In the material below, how many lines include the word "bread"? Write only the number.

[Records shown]
═══

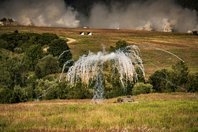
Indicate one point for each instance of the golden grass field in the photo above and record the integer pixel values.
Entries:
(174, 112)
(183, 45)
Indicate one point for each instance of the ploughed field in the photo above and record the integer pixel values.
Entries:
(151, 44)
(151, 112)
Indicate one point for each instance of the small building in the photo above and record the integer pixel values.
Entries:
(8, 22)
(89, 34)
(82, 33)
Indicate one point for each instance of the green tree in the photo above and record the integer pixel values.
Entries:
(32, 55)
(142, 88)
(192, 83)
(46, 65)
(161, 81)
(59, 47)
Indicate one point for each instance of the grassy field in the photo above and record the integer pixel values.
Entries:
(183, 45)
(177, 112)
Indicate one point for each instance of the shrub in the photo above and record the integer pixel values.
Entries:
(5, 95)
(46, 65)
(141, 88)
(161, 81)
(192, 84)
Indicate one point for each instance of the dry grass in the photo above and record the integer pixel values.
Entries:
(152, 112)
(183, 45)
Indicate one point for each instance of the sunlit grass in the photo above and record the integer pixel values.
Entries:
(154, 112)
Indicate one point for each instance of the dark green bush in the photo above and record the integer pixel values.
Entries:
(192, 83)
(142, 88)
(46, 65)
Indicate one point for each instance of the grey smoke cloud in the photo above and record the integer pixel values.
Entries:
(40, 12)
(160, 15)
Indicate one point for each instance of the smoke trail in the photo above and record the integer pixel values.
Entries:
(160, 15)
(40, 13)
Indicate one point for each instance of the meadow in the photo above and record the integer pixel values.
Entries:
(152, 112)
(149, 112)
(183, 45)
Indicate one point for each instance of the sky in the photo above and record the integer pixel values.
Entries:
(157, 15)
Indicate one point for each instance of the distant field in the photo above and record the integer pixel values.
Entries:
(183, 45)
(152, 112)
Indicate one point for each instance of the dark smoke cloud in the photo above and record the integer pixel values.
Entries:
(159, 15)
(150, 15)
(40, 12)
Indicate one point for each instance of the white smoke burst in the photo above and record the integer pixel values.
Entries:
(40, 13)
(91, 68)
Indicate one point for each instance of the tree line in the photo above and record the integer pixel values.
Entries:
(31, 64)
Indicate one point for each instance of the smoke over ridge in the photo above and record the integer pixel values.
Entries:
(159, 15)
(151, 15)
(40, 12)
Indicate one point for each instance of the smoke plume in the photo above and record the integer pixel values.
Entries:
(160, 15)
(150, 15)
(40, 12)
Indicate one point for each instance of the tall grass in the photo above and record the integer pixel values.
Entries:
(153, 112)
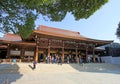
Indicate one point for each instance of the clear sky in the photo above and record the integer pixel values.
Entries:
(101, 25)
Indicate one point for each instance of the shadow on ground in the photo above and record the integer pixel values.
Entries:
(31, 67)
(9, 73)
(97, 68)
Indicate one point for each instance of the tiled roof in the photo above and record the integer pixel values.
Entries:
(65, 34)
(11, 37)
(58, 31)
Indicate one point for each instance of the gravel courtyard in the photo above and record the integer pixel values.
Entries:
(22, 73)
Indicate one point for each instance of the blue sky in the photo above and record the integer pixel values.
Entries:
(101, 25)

═══

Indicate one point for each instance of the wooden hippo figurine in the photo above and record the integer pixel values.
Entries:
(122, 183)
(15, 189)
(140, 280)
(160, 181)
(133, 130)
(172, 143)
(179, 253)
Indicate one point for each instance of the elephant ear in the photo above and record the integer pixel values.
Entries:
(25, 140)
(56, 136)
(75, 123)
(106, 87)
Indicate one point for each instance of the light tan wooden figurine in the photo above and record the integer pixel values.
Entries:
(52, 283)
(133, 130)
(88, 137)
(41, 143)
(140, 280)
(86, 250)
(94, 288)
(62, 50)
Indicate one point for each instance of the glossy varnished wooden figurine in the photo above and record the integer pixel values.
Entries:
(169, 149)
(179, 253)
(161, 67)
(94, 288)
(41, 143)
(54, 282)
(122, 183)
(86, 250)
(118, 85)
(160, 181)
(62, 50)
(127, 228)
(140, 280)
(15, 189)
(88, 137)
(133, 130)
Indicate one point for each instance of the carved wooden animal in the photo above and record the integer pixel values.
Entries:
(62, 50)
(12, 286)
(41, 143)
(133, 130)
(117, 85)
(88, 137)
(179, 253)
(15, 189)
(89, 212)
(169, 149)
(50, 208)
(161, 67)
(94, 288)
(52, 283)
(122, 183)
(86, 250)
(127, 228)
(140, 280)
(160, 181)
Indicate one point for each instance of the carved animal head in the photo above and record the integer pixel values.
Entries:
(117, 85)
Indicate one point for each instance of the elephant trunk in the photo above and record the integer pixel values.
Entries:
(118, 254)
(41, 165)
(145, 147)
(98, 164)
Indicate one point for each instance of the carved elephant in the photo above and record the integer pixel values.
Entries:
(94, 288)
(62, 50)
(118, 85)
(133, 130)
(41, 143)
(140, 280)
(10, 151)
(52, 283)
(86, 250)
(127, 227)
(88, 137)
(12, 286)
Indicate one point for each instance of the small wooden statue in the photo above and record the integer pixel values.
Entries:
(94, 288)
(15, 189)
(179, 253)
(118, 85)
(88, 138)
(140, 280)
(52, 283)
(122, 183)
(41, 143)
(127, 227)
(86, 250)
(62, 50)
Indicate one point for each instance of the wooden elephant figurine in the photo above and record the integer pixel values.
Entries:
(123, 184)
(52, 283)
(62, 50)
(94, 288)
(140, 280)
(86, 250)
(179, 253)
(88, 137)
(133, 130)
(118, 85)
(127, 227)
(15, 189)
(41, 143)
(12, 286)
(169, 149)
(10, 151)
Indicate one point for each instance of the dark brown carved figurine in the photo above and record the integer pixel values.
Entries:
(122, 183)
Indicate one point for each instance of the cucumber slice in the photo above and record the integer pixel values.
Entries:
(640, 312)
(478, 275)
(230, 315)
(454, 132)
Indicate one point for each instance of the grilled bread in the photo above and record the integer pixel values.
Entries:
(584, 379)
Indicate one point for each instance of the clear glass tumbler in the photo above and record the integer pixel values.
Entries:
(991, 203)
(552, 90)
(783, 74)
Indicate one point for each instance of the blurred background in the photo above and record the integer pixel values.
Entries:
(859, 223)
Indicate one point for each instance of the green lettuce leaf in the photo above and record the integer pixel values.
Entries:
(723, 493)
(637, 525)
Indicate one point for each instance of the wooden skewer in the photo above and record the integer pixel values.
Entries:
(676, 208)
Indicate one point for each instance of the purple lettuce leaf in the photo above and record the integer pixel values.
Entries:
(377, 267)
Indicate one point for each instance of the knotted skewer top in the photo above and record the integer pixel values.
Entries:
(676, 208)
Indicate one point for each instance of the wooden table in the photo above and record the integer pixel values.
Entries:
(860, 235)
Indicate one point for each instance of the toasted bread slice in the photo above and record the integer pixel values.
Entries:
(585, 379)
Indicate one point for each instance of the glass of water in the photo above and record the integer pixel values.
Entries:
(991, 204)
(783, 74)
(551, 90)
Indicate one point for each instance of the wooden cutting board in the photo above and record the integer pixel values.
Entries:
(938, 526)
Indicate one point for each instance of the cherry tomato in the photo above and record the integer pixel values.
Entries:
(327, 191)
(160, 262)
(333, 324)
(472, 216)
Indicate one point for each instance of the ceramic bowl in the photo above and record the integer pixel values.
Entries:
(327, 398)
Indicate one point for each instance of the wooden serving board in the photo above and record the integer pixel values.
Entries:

═══

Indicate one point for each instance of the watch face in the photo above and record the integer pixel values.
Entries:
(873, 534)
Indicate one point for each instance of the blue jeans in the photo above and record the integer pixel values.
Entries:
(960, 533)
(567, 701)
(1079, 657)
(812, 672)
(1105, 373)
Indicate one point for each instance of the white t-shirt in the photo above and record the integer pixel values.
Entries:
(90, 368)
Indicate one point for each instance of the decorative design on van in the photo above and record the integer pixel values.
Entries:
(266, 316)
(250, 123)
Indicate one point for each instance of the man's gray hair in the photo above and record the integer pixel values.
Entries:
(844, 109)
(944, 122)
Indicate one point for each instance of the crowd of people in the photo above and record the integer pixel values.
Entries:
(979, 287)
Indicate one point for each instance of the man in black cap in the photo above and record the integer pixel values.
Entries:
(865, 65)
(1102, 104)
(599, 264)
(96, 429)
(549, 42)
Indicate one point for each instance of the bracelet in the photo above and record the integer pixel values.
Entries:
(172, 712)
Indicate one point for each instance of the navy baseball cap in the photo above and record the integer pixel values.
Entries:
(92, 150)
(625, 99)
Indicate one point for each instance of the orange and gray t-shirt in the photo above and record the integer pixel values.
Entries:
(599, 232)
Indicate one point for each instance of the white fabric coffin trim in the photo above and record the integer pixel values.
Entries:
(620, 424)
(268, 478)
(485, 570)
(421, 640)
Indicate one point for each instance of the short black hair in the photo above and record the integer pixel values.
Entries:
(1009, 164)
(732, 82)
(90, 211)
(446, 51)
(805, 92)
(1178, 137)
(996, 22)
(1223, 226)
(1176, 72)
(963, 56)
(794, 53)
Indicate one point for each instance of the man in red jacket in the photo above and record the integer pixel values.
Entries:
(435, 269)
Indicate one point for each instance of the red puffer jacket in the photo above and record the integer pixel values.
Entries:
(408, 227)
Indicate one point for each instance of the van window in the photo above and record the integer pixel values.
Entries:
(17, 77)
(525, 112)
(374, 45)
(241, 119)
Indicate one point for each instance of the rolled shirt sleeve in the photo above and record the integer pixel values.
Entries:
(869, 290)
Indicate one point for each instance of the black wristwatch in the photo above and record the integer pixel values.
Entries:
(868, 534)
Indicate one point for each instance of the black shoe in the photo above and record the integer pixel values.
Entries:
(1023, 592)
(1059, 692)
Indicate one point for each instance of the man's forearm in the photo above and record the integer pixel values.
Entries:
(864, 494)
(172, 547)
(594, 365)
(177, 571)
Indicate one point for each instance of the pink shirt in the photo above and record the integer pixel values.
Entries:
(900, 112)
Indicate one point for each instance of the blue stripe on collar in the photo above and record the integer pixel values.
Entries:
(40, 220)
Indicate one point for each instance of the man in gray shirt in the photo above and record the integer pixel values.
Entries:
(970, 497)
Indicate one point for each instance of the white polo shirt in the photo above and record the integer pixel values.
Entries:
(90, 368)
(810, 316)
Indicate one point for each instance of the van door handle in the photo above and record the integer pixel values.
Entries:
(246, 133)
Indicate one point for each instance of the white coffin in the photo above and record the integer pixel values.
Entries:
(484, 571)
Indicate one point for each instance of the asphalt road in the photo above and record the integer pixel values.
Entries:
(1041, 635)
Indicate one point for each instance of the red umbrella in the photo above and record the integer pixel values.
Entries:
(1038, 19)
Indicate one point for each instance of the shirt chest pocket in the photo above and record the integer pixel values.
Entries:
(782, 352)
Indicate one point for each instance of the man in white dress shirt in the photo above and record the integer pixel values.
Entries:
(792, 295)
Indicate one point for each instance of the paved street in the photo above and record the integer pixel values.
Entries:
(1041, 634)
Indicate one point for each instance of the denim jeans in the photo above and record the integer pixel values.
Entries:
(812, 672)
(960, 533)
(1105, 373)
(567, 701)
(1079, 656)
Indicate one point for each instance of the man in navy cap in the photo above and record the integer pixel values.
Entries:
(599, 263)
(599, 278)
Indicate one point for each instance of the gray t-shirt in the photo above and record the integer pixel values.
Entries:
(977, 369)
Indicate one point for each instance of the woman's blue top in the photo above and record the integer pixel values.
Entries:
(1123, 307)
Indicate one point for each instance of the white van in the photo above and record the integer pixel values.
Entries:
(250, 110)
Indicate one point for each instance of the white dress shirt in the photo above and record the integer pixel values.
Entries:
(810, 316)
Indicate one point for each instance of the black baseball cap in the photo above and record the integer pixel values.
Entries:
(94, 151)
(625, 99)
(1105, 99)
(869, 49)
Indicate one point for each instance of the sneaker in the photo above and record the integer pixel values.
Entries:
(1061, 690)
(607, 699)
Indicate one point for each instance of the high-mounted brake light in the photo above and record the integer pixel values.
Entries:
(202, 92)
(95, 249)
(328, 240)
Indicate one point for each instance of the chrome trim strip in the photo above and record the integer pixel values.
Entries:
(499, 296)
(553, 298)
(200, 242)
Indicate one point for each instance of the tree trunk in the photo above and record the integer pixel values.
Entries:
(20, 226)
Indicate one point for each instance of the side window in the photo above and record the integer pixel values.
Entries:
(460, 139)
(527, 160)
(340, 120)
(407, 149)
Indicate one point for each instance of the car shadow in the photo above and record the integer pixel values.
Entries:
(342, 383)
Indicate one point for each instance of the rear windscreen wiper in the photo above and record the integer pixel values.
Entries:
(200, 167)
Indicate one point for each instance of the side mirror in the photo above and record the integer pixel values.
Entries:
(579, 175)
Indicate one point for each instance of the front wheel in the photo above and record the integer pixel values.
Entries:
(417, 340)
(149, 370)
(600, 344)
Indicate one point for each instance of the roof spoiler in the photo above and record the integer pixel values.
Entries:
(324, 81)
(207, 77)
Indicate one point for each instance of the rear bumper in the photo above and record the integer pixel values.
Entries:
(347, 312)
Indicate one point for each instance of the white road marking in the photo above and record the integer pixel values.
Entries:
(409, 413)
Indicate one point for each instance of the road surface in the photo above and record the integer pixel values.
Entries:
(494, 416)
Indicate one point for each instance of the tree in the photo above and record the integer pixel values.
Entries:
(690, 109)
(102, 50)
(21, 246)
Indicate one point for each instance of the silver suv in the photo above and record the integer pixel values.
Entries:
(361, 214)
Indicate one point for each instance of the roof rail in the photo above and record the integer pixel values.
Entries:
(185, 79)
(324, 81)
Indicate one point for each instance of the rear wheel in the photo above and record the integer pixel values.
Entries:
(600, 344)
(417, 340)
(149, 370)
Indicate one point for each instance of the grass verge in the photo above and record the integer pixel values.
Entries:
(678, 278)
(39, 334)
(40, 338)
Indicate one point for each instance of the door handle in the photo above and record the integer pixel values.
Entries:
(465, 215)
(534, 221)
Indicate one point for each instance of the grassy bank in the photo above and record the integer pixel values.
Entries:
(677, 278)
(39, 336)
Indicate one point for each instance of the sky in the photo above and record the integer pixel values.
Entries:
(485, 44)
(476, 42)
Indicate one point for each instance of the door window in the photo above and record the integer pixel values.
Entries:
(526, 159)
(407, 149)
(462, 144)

═══

[Answer section] 2